■ TRECHO PARA LEITURA:
Diversas hypotheses têm sido formuladas sobre a origem provavel dos meteoritos, ligando-se ás mais salientes os nomes de Chladni, Lagrange e outros, e mais recentemente os de Daubrèe, Stanislas Meunier, Hans Reuch, Newton, etc. Essas hypotheses podem dividir-se em duas classes principaes: 1ª as que attribuem aos meteoritos uma origem terrestre, e 2ª as que lhes suppoem uma origem extra-terrestre.
Estas ultimas podem por sua vez dividir-se em tres outras:
A 1ª suppõe os meteoritois productos de erupções volcanicas, sobrevindas em outros planetas do nosso systema ;
A 2ª admitte que os meteoritos sejam provenientes da fragmentação ou ruptura de algum astro do nosso systema ;
A 3ª considera os meteoritos como de origem sideral, ou não pertencentes a nosso systema planetar.
Examinemos rapidamente essas diversas hypotheses.
A origem terrestre só poderia explicar-se pelo facto de ter havido em tempos remotos erupções volcanicas capazes de lançar fragmentos fóra da esphera da attracção terrestre, e que em seguida percorressem orbita fechada, isto é, elliptica, em torno do sol, como um dos fócos.
Esta hypothese, apresentada por Lagrange, tem por partidarios Tschermack, Ball e outros ; sendo digno de nota que, na sessão de 18 de Junho ultimo, da Academia das Sciencias, o Sr. Faye, cujo nome é universalmente respeitado na sciencia, relembrou essa hypothese, mostrando que a fórma fragmentada dos meteoritos, a identidade de sua constituição chimica e mineralogica, com as massas profundas da terra, e a grande frequencia de suas quédas, são absolutamente incompativeis com uma proveniencia estranha a nosso systema planetar.

■ MATERIAL FORNECIDO:
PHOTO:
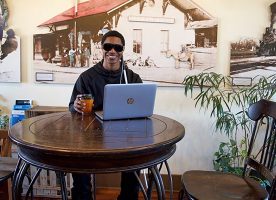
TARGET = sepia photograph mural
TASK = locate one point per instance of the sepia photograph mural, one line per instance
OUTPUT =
(165, 40)
(10, 70)
(251, 57)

■ OBJETIVOS:
(A) Resuma o parágrafo do trecho que começa com "Esta hypothese, apresentada por Lagrange", mantendo seus fatos principais.
(B) Reproduza a parte do trecho que vai de "Estas ultimas podem" até "pertencentes a nosso systema planetar.".
Baseie-se apenas no trecho.

■ RESULTADOS DO EXERCÍCIO:
(A) Essa hipótese, proposta por Lagrange, é defendida por Tschermack, Ball e outros. Na sessão de 18 de junho último da Academia das Ciências, o Sr. Faye, de nome universalmente respeitado na ciência, voltou a ela. Ele mostrou que três fatos são absolutamente incompatíveis com uma origem estranha ao nosso sistema planetário: a forma fragmentada dos meteoritos, a identidade de sua constituição química e mineralógica com as massas profundas da Terra e a grande frequência de suas quedas.

(B)
Estas ultimas podem por sua vez dividir-se em tres outras:
A 1ª suppõe os meteoritois productos de erupções volcanicas, sobrevindas em outros planetas do nosso systema ;
A 2ª admitte que os meteoritos sejam provenientes da fragmentação ou ruptura de algum astro do nosso systema ;
A 3ª considera os meteoritos como de origem sideral, ou não pertencentes a nosso systema planetar.